======== Texto

1.3 Fato Gerador da Obrigação Principal

Para Amílcar Falcão[15], Fato Gerador é fato, conjunto de fatos ou estado de fato a que o legislador vincula o nascimento de obrigação tributária. Fato Gerador é, assim, a concretização das circunstâncias fáticas descritas na norma matriz de incidência.

O CTN define fato gerador da obrigação tributária principal como sendo “a situação definida em lei como necessária e suficiente à sua ocorrência”. Para Machado, é situação fática incluída entre os aspectos objetivos da hipótese de incidência, somente veiculada através de lei em sentido estrito, salvaguardando, portanto, o princípio da Estrita Legalidade Tributária. A lei diz que é situação necessária que vincula o advento da obrigação tributária à anterior previsão da situação fática pela hipótese de incidência.

O Fato Gerador pode ocorrer de forma instantânea, quando se processa através de único ato subitâneo (IRRF, ICMS, ISS); continuada, sendo que há único fato que se prolonga no tempo (IPVA, IPTU) ou de forma complexiva.

Periódico, complexo ou complexivo é o fato gerador previsto no art. 105 do CTN, ao qual a doutrina atribui a expressão “Fato Gerador Pendente”. Terminologia muito criticada por Paulo de Barros Carvalho[16]. Para ele:

“[...] fato gerador é aquele que reúne as condições necessárias e suficientes para determinar os efeitos que lhe são próprios (quer se trate de situação de fato, ou de situação jurídica), minguando qualquer elemento de sua composição intrínseca, não merecerá o nome de Fato Gerador, pois nenhum efeito virá a tona, em termos de nascimento de obrigação tributária. Fato Gerador pendente é aquele que não aconteceu e, se por alguma razão deixou de completar-se, não pode ser chamado de fato gerador.”

Sacha Calmon[17] concorda ao dizer que inexiste Fato Gerador pendente no Direito Brasileiro, o que há é fato dependente de situação ou condição jurídica para que seja aperfeiçoado, ocasionando na constituição da obrigação tributária. Logo é negócio jurídico sob condição suspensiva de aperfeiçoamento. Seguido tal entendimento por Misabel Derzi, atualizando Baleeiro[18].

Machado[19] se manifesta no sentido de que o art. 105 do CTN, que versa acerca da aplicação da legislação tributária, não foi recepcionado pela CF de 1988, posto que vai de encontro ao Princípio da Anterioridade. Sob este aspecto, me parece que o doutrinador age arrimado pela melhor exegese.

Por fim, a doutrina, trazendo a nova figura inserida pela EC 03/93, fala do fato gerador presumido, prevista a possibilidade de sua ocorrência no art. 150, §7º da CF, in verbis:

“Art. 150. [...] §7º A lei poderá atribuir a sujeito passivo de obrigação tributária a condição de responsável pelo pagamento de imposto ou contribuição, cujo fato gerador deva concorrer posteriormente, assegurada a imediata e preferencial restituição da quantia paga, caso não se realize o fato gerador presumido.”

================

▸ Questão: No texto sobre fato gerador, que impostos aparecem como exemplos de fato gerador continuado? As linhas a seguir não têm relação com o texto.

======== Dados fornecidos

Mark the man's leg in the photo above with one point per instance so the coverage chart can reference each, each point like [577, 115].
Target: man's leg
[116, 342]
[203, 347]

================

▸ Resposta: IPVA e IPTU.